--- SUPPLIED DATA Enclosed Below ---

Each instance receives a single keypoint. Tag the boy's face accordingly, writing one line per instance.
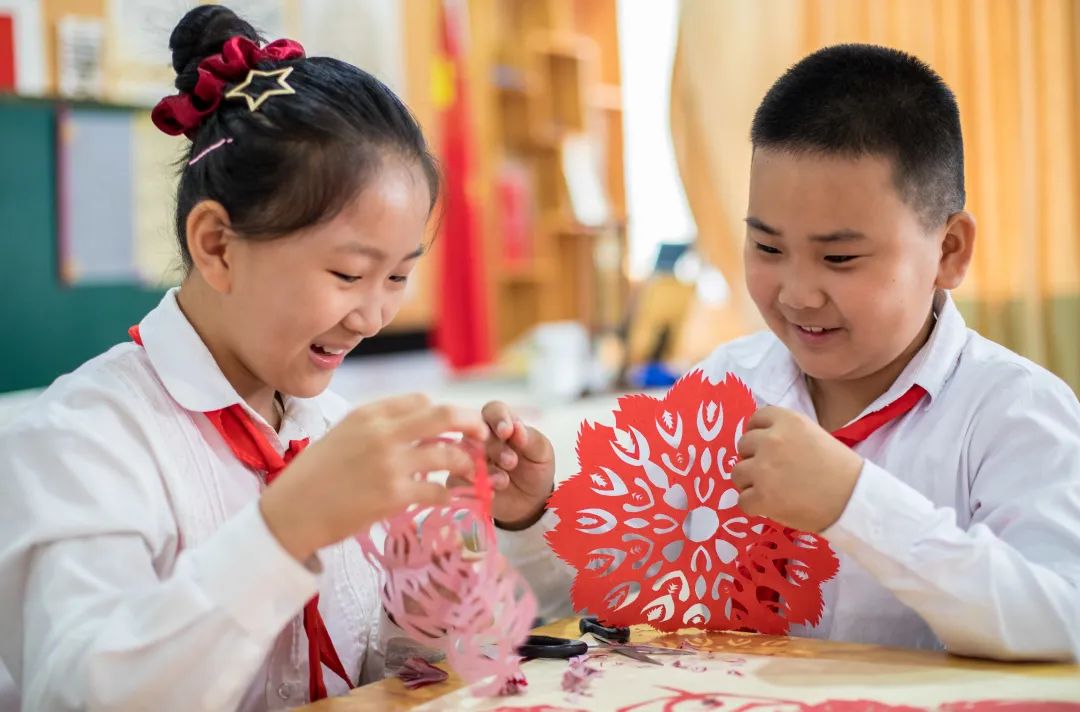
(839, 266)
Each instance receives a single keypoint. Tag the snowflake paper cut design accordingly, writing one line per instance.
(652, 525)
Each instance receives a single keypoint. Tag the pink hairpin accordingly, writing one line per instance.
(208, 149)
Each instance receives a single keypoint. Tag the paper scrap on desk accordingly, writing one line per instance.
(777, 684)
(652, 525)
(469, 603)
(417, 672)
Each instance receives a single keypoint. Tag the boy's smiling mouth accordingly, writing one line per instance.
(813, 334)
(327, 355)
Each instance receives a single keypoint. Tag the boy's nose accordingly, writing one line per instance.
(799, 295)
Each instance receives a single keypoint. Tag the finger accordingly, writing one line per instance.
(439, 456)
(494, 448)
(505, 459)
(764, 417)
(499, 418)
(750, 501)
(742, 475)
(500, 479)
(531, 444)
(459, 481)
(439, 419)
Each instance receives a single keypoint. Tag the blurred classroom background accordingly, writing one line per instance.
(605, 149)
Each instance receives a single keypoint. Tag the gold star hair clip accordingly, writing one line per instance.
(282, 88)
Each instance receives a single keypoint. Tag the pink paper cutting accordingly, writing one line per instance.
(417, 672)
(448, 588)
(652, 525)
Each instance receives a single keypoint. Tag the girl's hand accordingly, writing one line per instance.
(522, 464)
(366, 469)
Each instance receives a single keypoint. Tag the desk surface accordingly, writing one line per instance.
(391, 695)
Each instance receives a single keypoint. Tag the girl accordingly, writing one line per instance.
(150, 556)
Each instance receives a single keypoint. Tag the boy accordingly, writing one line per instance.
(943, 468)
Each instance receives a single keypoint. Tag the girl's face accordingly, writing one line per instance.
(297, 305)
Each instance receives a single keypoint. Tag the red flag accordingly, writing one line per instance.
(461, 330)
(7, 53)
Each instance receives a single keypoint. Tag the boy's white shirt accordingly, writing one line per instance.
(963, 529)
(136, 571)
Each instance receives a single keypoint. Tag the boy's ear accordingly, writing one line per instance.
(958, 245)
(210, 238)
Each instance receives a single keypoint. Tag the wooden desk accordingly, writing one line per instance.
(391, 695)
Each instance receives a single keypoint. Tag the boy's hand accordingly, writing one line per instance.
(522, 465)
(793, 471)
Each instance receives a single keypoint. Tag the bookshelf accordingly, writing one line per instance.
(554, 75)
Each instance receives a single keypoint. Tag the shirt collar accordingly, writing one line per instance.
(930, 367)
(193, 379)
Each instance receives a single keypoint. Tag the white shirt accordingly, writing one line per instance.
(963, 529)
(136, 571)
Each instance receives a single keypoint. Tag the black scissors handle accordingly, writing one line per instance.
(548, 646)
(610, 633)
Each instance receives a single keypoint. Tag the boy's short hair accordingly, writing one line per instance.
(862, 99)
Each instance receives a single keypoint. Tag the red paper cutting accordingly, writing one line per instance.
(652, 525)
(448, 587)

--- End of Enclosed SUPPLIED DATA ---

Exactly and only the lines from the one containing "Each instance receives a single keypoint. Tag the boy's hand" through the end of the material are to be reproduced, both ends included.

Each instance receives a single keypoint. Tag the boy's hand accordingly, writing one line per instance.
(522, 465)
(793, 471)
Each instance receives a single keypoint. Tag the bookshelf accordingly, writing one line per instance.
(554, 75)
Each instance receives a single keypoint. Tag the shirt collar accordingly, writing one line per instance.
(930, 367)
(193, 379)
Each instance receives a single keypoint. Tag the white shirt accordingly, writing one line per instance.
(963, 529)
(136, 571)
Each instance receives a single keypoint. Tag the black scissors handle accordingly, writing one line per instance.
(548, 646)
(610, 633)
Each instance receives a single keypoint. Tag the boy's short hair accordingly, writing one line per instance.
(862, 99)
Each instance receives a single keypoint. Tag the red paper cutting accordingly, writing one line per instance.
(652, 525)
(448, 587)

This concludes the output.